* [Required action]:
Could you set down the full listing, unchanged?

* [The data]:
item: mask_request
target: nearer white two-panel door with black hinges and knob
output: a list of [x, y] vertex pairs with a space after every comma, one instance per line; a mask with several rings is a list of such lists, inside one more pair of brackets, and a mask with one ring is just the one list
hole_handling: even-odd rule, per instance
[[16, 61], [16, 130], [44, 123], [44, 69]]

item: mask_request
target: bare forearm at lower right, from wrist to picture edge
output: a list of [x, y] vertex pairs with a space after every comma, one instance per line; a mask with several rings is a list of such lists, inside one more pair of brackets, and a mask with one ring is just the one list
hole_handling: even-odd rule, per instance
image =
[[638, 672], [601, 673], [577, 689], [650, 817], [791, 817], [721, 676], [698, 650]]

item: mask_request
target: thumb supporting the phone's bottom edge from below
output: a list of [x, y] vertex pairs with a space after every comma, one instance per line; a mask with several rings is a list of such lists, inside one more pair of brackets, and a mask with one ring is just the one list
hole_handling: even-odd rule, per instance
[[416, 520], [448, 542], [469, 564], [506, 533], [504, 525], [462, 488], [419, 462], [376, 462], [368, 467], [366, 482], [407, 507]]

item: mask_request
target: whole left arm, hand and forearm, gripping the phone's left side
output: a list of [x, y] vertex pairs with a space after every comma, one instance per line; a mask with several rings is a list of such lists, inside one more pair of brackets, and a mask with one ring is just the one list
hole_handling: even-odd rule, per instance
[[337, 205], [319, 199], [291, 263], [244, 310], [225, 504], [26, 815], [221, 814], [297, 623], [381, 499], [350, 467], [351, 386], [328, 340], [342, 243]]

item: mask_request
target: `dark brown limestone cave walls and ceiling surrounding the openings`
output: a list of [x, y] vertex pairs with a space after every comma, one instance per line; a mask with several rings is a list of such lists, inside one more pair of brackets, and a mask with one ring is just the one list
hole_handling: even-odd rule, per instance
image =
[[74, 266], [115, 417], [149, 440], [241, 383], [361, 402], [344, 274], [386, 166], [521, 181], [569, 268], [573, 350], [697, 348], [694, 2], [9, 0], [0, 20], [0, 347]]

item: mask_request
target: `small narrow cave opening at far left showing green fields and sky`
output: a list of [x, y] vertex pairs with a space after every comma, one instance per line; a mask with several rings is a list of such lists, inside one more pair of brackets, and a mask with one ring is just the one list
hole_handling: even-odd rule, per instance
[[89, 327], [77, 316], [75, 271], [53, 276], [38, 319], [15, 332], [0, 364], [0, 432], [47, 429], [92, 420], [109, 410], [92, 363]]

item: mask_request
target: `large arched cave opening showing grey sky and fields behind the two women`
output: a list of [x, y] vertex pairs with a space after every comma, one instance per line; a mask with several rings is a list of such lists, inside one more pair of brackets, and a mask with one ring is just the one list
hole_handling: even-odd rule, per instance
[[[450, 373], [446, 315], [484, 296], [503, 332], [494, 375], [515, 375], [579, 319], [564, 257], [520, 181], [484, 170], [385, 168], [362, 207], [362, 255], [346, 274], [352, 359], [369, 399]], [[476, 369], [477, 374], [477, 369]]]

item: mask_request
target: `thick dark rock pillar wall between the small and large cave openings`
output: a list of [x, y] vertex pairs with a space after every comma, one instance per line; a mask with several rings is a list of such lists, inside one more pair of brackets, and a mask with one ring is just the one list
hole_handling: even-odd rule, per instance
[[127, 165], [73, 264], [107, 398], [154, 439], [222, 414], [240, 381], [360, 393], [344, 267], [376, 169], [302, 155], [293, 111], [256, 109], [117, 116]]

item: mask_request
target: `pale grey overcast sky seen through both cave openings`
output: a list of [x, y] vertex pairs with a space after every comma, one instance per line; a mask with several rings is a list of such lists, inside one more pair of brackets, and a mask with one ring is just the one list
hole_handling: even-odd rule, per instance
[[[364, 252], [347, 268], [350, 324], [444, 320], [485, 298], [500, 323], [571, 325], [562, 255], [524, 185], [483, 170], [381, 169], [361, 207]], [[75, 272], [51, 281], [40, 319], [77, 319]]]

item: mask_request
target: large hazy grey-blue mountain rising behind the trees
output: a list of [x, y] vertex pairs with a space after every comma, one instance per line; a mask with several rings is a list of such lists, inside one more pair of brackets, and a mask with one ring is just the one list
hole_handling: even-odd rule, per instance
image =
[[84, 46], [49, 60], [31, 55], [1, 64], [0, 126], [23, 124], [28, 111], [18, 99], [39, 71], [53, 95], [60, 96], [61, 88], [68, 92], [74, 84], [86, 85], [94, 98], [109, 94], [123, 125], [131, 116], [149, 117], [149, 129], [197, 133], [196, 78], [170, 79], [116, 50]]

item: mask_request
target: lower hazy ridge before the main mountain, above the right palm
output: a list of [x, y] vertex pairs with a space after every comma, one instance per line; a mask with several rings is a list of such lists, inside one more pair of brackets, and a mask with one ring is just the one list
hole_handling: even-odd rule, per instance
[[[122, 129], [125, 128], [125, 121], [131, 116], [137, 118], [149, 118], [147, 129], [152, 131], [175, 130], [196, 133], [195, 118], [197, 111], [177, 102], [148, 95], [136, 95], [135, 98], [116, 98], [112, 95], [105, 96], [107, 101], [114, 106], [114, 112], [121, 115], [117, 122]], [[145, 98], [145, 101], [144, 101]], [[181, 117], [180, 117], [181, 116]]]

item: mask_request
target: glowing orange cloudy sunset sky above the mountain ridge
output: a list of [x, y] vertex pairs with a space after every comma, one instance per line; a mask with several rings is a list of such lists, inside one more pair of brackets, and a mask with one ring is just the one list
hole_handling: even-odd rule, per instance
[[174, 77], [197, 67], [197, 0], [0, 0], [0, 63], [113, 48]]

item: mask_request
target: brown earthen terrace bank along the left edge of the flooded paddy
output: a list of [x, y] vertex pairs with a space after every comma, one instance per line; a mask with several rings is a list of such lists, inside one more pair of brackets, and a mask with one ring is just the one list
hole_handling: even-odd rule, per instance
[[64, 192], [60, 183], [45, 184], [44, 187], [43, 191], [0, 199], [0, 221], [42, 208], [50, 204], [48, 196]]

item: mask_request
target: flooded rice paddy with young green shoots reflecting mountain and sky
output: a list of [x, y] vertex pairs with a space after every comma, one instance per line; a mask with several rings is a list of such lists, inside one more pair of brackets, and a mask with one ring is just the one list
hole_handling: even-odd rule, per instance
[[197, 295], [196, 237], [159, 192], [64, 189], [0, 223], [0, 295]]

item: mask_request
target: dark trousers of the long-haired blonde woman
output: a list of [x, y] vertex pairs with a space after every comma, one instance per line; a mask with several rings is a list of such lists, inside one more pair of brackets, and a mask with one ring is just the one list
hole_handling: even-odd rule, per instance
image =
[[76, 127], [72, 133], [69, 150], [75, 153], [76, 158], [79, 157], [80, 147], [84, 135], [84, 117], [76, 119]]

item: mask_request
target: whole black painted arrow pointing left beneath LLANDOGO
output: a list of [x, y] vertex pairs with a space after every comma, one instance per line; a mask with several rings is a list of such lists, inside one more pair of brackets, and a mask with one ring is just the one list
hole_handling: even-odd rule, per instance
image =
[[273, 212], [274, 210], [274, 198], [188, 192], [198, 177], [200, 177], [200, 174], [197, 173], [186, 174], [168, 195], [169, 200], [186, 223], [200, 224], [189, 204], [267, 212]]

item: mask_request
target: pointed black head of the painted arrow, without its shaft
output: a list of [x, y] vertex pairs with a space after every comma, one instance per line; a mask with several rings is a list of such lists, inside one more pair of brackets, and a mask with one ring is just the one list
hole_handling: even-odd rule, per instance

* [Answer space]:
item: mask_request
target: nearer white two-panel door with black hinges and knob
output: a list of [x, y] vertex pairs with a space after every comma, one instance per line; a mask with several rings is a list of such lists, inside one more pair of brackets, and a mask with one ring is just the one list
hole_handling: even-odd rule, per instance
[[16, 61], [16, 130], [44, 123], [44, 69]]

item: mask_request
target: bare forearm at lower right, from wrist to picture edge
output: a list of [x, y] vertex pairs with a space after every comma, one instance per line; a mask with several rings is a list of such lists, inside one more pair of brackets, and a mask with one ring is just the one list
hole_handling: even-odd rule, per instance
image =
[[638, 672], [601, 673], [577, 689], [650, 817], [791, 817], [721, 676], [698, 650]]

item: mask_request
target: thumb supporting the phone's bottom edge from below
output: a list of [x, y] vertex pairs with a space after every comma, one instance per line; a mask with several rings is a list of such lists, inside one more pair of brackets, and a mask with one ring is just the one list
hole_handling: even-odd rule, per instance
[[416, 520], [448, 542], [469, 564], [506, 533], [504, 525], [462, 488], [419, 462], [376, 462], [368, 467], [366, 482], [407, 507]]

item: mask_request
target: whole left arm, hand and forearm, gripping the phone's left side
output: a list of [x, y] vertex pairs with a space after every comma, one instance per line; a mask with several rings is a list of such lists, inside one more pair of brackets, and a mask with one ring is just the one list
hole_handling: even-odd rule, per instance
[[337, 205], [319, 199], [291, 263], [244, 310], [225, 504], [26, 815], [221, 814], [297, 623], [381, 499], [350, 467], [351, 386], [328, 340], [342, 243]]

item: mask_request
target: `dark brown limestone cave walls and ceiling surrounding the openings`
output: a list of [x, y] vertex pairs with a space after every comma, one instance per line; a mask with several rings is a list of such lists, inside one more pair of brackets, and a mask with one ring is just the one list
hole_handling: even-odd rule, per instance
image =
[[74, 266], [115, 417], [149, 440], [241, 383], [361, 402], [344, 274], [386, 166], [521, 181], [569, 268], [573, 350], [697, 348], [694, 2], [9, 0], [0, 20], [0, 347]]

item: mask_request
target: `small narrow cave opening at far left showing green fields and sky`
output: a list of [x, y] vertex pairs with a space after every comma, one instance per line; a mask with several rings is a list of such lists, inside one more pair of brackets, and a mask with one ring is just the one list
hole_handling: even-odd rule, per instance
[[89, 327], [77, 316], [75, 271], [53, 276], [38, 319], [15, 332], [0, 364], [0, 432], [47, 429], [92, 420], [109, 410], [92, 363]]

item: mask_request
target: `large arched cave opening showing grey sky and fields behind the two women`
output: a list of [x, y] vertex pairs with a space after every comma, one instance per line; a mask with several rings is a list of such lists, inside one more pair of brackets, and a mask with one ring is just the one list
hole_handling: even-odd rule, per instance
[[[450, 373], [446, 315], [484, 296], [503, 332], [494, 375], [515, 375], [579, 319], [564, 257], [520, 181], [484, 170], [385, 168], [362, 207], [362, 255], [346, 274], [352, 359], [369, 399]], [[476, 369], [477, 374], [477, 369]]]

item: mask_request
target: `thick dark rock pillar wall between the small and large cave openings`
output: a list of [x, y] vertex pairs with a space after every comma, one instance per line; a mask with several rings is a list of such lists, inside one more pair of brackets, and a mask with one ring is just the one list
hole_handling: even-odd rule, per instance
[[127, 165], [73, 264], [107, 398], [154, 439], [222, 414], [240, 381], [360, 393], [344, 267], [376, 169], [302, 155], [293, 111], [256, 109], [117, 116]]

item: mask_request
target: `pale grey overcast sky seen through both cave openings`
output: a list of [x, y] vertex pairs with a space after every comma, one instance per line; a mask with several rings is a list of such lists, inside one more pair of brackets, and a mask with one ring is just the one list
hole_handling: even-odd rule, per instance
[[[364, 252], [347, 268], [350, 324], [444, 320], [485, 298], [500, 323], [571, 325], [562, 255], [524, 185], [483, 170], [381, 169], [361, 207]], [[75, 272], [51, 281], [40, 319], [77, 319]]]

item: mask_request
target: large hazy grey-blue mountain rising behind the trees
output: a list of [x, y] vertex pairs with a space after every comma, one instance per line; a mask with several rings is a list of such lists, inside one more pair of brackets, and a mask with one ring is just the one list
hole_handling: even-odd rule, per instance
image =
[[84, 46], [49, 60], [31, 55], [1, 64], [0, 126], [23, 124], [28, 111], [18, 99], [39, 71], [53, 95], [60, 96], [61, 88], [68, 92], [74, 84], [86, 85], [94, 98], [109, 94], [123, 125], [131, 116], [149, 117], [149, 129], [197, 133], [196, 78], [170, 79], [116, 50]]

item: mask_request
target: lower hazy ridge before the main mountain, above the right palm
output: a list of [x, y] vertex pairs with a space after every comma, one instance per line; a mask with several rings is a list of such lists, inside one more pair of brackets, and a mask with one ring is just the one list
hole_handling: even-odd rule, per instance
[[[122, 129], [125, 128], [125, 121], [131, 116], [137, 118], [149, 118], [147, 129], [152, 131], [175, 130], [196, 133], [195, 118], [197, 111], [177, 102], [148, 95], [136, 95], [135, 98], [116, 98], [112, 95], [105, 96], [107, 101], [114, 106], [114, 112], [121, 115], [117, 122]], [[145, 98], [145, 101], [144, 101]], [[181, 117], [180, 117], [181, 116]]]

item: mask_request
target: glowing orange cloudy sunset sky above the mountain ridge
output: a list of [x, y] vertex pairs with a space after every comma, one instance per line; a mask with several rings is a list of such lists, inside one more pair of brackets, and a mask with one ring is just the one list
hole_handling: even-odd rule, per instance
[[174, 77], [197, 67], [197, 0], [0, 0], [0, 63], [113, 48]]

item: mask_request
target: brown earthen terrace bank along the left edge of the flooded paddy
output: a list of [x, y] vertex pairs with a space after every comma, one instance per line; a mask with several rings is a list of such lists, inside one more pair of brackets, and a mask with one ring is just the one list
hole_handling: even-odd rule, per instance
[[64, 192], [60, 183], [45, 184], [44, 187], [43, 191], [0, 199], [0, 221], [42, 208], [50, 204], [48, 196]]

item: mask_request
target: flooded rice paddy with young green shoots reflecting mountain and sky
output: a list of [x, y] vertex pairs with a space after every comma, one instance per line; a mask with several rings is a list of such lists, inside one more pair of brackets, and a mask with one ring is just the one list
hole_handling: even-odd rule, per instance
[[197, 295], [196, 237], [159, 192], [64, 189], [0, 223], [0, 295]]

item: mask_request
target: dark trousers of the long-haired blonde woman
output: a list of [x, y] vertex pairs with a space after every comma, one instance per line; a mask with several rings is a list of such lists, inside one more pair of brackets, and a mask with one ring is just the one list
hole_handling: even-odd rule, per instance
image =
[[76, 127], [72, 133], [69, 150], [75, 153], [76, 158], [79, 157], [80, 147], [84, 135], [84, 117], [76, 119]]

item: mask_request
target: whole black painted arrow pointing left beneath LLANDOGO
output: a list of [x, y] vertex pairs with a space after every comma, one instance per line; a mask with several rings is a list of such lists, inside one more pair of brackets, and a mask with one ring is just the one list
hole_handling: even-odd rule, per instance
image =
[[273, 212], [274, 210], [274, 198], [188, 192], [198, 177], [200, 177], [200, 174], [197, 173], [186, 174], [168, 195], [169, 200], [186, 223], [200, 224], [189, 204], [267, 212]]

item: mask_request
target: pointed black head of the painted arrow, without its shaft
output: a list of [x, y] vertex pairs with a space after every comma, one instance per line; a mask with several rings is a list of such lists, inside one more pair of brackets, and a mask with one ring is just the one list
hole_handling: even-odd rule, per instance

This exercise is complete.